Citez fidèlement le passage du texte sur l'amour à l'approche de la mort, en commençant à « Nous savons par » et en terminant à « tournés vers eux-mêmes. ».

▶ [TEXTE FOURNI]

◆ ◆ ◆ ◆

Nous savons par les témoignages des infirmières des centres de soins palliatifs qu'à l'approche de leur mort imminente, de nombreuses personnes regrettent, demandent d'avoir plus de temps pour faire ce qu'elles pensaient ne pas avoir encore fait. Beaucoup parlent de "passer plus de temps avec leurs proches", de "leur dire qu'elles les aiment", ou encore de se réconcilier avec cet ami perdu de vue pour un différend futile. L'esprit se met à penser aux choses essentielles, le coeur s'ouvre à la générosité. Certains découvrent l'amour, le don, l'attention à autrui, eux qui étaient de leur vivant constamment tournés vers eux-mêmes.

Il y a un coté absurde, pathétique, à découvrir une chose aussi fondamentale que l'amour en tant que don de soi, juste avant de mourir. Cela pourrait même passer pour une dernière marque de ridicule voire de forfaiture. Cette soudaine "découverte" ne serait-elle qu'une ultime ruse du Sujet mourant pour s'attacher, s'arrimer à la vie avant qu'elle ne quitte définitivement ses veines? Serait-ce une tentative de s’attirer les faveurs d’un au-delà dont il commence à soupçonner la possible existence ?

A moins que cela ne signifie que c'est l'amour lui-même qui n'est pas de ce monde et que s’”il” pense le découvrir, c’est probablement qu’”il” est déjà mort, car l’amour ne se trouverait que dans l’au-delà, au Paradis j’imagine... On pourrait faire l'hypothèse que tout amour ici-bas n’est qu’un amour de soi déguisé, et que l’amour comme pur don, l’agape des Anciens, n’existe pas, même dans la charité chrétienne, puisque le charitable est toujours suspect de vouloir gagner sa place au paradis.

◆ ◆ ◆ ◆

▶ [MATÉRIEL FOURNI]
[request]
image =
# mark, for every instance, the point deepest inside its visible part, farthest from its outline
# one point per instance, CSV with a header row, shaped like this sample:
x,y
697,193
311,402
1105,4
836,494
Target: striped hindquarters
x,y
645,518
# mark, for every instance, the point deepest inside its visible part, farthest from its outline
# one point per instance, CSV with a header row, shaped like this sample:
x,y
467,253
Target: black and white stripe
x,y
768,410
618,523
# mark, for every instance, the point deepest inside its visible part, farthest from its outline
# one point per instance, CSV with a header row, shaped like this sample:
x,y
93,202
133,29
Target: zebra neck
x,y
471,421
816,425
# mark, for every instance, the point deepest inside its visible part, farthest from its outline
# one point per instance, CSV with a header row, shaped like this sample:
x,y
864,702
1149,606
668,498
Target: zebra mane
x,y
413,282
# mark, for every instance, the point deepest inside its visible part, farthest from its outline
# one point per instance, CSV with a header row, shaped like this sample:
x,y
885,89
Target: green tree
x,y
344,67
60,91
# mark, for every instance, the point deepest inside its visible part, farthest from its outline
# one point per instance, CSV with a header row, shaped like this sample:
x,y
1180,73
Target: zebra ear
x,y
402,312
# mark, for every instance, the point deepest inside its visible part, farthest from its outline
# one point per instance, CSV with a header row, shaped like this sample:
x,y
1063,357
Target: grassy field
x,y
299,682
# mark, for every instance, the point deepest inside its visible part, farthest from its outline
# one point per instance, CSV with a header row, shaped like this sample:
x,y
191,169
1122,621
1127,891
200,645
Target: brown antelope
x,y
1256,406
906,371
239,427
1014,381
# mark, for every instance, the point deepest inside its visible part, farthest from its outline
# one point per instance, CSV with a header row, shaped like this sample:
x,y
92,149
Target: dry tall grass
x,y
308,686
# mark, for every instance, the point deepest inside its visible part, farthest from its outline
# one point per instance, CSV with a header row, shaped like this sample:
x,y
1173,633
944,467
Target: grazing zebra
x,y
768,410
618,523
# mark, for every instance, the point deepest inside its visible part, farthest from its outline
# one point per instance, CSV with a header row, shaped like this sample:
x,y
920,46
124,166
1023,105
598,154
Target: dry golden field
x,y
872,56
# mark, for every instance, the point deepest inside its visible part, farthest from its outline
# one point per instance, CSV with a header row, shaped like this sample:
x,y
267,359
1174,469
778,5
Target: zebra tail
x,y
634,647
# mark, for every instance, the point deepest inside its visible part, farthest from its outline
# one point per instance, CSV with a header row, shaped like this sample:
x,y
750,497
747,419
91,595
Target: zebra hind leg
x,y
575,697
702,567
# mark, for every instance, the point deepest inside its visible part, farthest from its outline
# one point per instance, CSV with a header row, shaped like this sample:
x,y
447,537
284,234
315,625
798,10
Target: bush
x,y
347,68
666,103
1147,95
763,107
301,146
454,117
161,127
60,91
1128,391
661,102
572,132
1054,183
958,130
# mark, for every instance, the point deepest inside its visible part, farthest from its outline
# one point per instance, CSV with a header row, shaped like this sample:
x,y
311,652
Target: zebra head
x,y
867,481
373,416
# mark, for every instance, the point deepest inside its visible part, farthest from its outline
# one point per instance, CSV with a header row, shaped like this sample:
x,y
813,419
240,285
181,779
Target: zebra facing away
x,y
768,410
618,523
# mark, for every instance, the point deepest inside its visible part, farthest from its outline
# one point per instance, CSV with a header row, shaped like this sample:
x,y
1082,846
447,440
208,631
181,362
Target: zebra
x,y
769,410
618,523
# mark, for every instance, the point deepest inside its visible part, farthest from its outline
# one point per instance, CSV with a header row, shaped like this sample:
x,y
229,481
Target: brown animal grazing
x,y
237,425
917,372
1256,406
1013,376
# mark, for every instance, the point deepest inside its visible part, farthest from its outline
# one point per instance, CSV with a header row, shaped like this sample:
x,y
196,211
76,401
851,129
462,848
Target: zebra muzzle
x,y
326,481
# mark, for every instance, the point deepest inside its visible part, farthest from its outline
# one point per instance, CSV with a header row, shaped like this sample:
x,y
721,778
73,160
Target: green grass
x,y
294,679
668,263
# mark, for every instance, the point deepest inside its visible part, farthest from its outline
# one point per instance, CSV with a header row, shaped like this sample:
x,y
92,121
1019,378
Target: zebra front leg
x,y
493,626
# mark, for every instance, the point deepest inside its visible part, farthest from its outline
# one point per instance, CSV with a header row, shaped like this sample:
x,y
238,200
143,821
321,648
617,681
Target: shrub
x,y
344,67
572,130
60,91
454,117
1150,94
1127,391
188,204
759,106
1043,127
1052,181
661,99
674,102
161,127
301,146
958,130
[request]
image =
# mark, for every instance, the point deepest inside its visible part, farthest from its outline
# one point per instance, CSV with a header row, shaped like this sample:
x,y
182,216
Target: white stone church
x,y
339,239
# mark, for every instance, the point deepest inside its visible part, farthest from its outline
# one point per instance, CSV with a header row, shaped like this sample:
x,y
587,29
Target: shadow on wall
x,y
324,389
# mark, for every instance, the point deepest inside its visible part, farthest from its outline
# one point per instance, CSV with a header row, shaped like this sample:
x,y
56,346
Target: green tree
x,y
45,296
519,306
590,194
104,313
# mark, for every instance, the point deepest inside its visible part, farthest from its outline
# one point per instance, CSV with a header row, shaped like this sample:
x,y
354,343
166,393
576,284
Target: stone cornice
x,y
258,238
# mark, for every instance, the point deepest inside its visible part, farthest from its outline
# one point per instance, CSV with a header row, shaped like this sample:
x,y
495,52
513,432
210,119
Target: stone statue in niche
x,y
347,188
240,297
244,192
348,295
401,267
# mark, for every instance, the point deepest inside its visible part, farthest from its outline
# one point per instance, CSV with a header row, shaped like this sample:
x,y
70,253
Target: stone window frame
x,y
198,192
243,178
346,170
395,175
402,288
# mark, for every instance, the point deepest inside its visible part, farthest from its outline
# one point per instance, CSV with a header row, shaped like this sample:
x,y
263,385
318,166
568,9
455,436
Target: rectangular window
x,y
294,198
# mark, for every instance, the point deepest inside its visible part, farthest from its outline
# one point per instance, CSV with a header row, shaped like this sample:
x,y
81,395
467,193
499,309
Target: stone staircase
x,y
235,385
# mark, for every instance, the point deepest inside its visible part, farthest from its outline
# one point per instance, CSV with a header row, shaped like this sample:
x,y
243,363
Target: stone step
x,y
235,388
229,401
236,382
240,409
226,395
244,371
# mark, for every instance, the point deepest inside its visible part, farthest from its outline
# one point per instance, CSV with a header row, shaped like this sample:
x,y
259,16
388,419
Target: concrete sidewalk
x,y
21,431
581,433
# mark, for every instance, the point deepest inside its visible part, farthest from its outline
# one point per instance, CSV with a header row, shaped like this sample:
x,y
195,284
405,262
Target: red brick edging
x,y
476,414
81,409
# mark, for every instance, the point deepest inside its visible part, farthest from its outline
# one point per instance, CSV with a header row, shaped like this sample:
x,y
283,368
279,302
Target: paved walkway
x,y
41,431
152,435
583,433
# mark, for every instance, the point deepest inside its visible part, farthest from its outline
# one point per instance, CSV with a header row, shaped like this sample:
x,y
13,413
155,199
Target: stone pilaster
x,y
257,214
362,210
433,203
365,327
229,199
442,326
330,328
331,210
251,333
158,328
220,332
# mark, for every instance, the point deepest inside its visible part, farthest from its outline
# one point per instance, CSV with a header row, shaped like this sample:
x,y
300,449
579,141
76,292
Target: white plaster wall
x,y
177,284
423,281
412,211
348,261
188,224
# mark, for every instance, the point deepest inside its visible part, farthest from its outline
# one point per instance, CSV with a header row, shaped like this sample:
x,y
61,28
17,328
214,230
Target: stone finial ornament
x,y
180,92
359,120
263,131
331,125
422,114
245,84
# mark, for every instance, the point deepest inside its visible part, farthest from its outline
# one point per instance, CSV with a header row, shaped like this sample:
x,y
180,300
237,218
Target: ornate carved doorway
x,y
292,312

◆ ◆ ◆ ◆

▶ [CORRIGÉ DE L'EXERCICE]
Nous savons par les témoignages des infirmières des centres de soins palliatifs qu'à l'approche de leur mort imminente, de nombreuses personnes regrettent, demandent d'avoir plus de temps pour faire ce qu'elles pensaient ne pas avoir encore fait. Beaucoup parlent de "passer plus de temps avec leurs proches", de "leur dire qu'elles les aiment", ou encore de se réconcilier avec cet ami perdu de vue pour un différend futile. L'esprit se met à penser aux choses essentielles, le coeur s'ouvre à la générosité. Certains découvrent l'amour, le don, l'attention à autrui, eux qui étaient de leur vivant constamment tournés vers eux-mêmes.